The Pseudo-End of Anonymity

I knew this time would come. This blog and I may “disappear” here in a couple days. Thanks to all my readers, we’ll see how this stone roles. Thanks to everyone, I may come back as me. I pry won’t because my A1C will give me away pretty quickly. If I don’t get a chance to say it again, Thanks for your support and Good Luck! Never give up, Never give in and Never Quit Trying!

http://diabeticallymindnumbing.blogspot.com/2011/10/pseudo-end-of-anonymity.html

I just found your blog and now you are gone?

We’ll see what happens. There were few posts in my blog that pissed some people off. I pulled them, but we’ll have to see how the ball rolls. I would like to keep going, but admin has already come down on a previous med student blogger and I’m not going to jeopardize my career for a place to vent. If everyone can play nicely in the sandbox I’ll be here for quite a while.

Well I did not see the posts, but I hope you hang around :slight_smile:

Well, I have enjoyed reading your blog, and hope you can continue it if the admin lets you and if you have the time and energy.

One suggestion for you that I have been meaning to write to you: I’m reading a book called How Doctors Think by Jerome Groopman, MD, published in 2007, so maybe out of print. Maybe available in a library? He analyzes why doctors make serious and sometimes fatal mistakes. The vast majority of them are NOT technical errors, but mindset errors. I know you are an extremely bright guy, and I’m not worried about you at all in your acquisition of knowledge, but I would like to get you started on the thinking/analysis/emotional side of doctoring before you even start. And I don’t think they deal with that very much in medical school or internship/residency. I really hope you will find the book and read it.

We have multiple copies of the book in the med student lounge. They were donated by a physician because he thought it was really important for us to read it. I had completely forgot about it until now, but I’m def going to read it. Thanks for the advice! I always have the time and energy to blog, it just takes longer to write worthwhile posts! LOL!

**Data extracts**
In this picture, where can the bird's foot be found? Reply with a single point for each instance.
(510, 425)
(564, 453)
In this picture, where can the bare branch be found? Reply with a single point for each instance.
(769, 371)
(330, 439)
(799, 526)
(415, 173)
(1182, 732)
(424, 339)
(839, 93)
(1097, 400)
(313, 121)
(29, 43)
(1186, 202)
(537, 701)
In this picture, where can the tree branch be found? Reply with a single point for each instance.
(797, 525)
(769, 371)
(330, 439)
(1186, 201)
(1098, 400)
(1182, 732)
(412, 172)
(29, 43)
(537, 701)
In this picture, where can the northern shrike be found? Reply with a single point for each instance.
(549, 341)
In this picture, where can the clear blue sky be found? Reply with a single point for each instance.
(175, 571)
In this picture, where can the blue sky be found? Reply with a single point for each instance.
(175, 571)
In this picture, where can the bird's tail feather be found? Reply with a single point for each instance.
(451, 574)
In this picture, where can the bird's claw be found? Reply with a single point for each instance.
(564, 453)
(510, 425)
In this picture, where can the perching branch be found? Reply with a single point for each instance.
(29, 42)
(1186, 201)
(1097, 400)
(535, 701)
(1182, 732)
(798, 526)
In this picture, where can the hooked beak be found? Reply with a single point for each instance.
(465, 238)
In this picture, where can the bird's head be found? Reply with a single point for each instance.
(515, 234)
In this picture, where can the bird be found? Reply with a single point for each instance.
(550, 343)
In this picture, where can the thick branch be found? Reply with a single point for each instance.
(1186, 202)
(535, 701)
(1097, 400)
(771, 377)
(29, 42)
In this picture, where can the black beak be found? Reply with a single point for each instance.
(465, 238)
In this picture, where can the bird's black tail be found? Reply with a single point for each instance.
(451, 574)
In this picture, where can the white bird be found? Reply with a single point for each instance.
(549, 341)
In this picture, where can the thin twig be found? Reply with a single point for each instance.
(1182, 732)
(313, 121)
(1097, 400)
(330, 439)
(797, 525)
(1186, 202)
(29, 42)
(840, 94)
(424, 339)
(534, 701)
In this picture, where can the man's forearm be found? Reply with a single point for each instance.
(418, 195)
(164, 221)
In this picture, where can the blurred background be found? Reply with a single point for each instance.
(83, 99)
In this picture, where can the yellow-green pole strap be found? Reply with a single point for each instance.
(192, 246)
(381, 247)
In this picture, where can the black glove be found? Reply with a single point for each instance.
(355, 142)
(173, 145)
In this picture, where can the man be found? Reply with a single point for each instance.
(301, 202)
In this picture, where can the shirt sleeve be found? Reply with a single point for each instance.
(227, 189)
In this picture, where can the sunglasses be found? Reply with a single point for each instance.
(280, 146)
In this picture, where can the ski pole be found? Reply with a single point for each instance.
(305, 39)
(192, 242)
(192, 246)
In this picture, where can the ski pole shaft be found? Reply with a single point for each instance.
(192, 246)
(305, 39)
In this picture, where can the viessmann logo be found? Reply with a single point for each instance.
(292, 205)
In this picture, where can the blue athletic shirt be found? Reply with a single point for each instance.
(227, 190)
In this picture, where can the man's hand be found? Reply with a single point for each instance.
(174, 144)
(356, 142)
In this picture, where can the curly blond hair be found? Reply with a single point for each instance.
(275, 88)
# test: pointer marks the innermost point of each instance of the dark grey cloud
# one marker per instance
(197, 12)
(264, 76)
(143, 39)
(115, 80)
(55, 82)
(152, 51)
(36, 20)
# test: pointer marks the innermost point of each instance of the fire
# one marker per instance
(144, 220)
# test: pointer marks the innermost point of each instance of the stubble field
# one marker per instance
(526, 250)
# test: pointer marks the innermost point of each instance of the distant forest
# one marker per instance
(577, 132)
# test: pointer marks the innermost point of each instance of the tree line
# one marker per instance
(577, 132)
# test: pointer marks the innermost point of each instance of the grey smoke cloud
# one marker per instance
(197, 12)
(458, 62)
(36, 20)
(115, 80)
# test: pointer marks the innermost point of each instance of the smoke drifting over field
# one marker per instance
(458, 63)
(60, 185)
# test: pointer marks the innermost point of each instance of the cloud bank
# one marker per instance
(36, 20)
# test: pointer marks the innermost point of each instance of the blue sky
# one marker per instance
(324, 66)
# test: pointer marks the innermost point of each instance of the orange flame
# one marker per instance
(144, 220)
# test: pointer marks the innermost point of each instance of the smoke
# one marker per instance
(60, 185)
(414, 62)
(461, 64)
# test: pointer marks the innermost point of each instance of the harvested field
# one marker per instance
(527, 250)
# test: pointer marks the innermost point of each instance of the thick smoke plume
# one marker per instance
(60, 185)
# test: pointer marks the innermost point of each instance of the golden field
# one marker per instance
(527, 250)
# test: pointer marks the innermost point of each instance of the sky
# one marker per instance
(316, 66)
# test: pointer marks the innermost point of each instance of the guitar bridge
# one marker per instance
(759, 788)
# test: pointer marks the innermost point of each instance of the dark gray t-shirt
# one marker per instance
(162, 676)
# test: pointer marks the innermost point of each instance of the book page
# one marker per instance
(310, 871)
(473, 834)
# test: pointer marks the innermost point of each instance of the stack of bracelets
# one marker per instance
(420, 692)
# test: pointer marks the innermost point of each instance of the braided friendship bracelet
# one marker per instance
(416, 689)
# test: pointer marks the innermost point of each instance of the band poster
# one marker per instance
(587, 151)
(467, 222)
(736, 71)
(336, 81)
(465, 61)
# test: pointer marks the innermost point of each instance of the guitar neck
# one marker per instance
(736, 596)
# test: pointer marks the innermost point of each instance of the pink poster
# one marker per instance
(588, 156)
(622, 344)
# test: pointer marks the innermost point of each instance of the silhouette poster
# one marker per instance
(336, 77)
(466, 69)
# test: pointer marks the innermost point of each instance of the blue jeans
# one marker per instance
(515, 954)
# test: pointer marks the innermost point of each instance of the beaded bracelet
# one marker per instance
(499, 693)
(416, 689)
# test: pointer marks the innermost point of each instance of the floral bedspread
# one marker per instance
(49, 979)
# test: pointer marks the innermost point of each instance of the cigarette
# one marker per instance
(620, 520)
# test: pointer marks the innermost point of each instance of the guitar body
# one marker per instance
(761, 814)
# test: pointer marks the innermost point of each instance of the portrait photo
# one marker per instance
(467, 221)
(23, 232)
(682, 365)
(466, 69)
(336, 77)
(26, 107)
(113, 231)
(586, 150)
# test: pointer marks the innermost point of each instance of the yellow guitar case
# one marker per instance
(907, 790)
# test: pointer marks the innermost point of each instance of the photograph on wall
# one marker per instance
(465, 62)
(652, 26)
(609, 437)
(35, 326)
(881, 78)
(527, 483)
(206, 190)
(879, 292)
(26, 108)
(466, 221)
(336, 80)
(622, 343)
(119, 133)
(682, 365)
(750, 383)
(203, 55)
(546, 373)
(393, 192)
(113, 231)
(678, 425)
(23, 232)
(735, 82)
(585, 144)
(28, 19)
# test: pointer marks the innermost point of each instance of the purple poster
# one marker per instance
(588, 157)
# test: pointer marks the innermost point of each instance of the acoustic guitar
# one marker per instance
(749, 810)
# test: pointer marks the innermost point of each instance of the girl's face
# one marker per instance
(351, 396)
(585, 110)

**Tasks**
**a)** In the blog thread, what book is recommended, and who wrote it?
**b)** Retype the stretch of the blog thread from "We’ll see what" through "quite a while.".

**Answers for the tasks**
**a)** How Doctors Think, by Jerome Groopman, MD.

**b)**
We’ll see what happens. There were few posts in my blog that pissed some people off. I pulled them, but we’ll have to see how the ball rolls. I would like to keep going, but admin has already come down on a previous med student blogger and I’m not going to jeopardize my career for a place to vent. If everyone can play nicely in the sandbox I’ll be here for quite a while.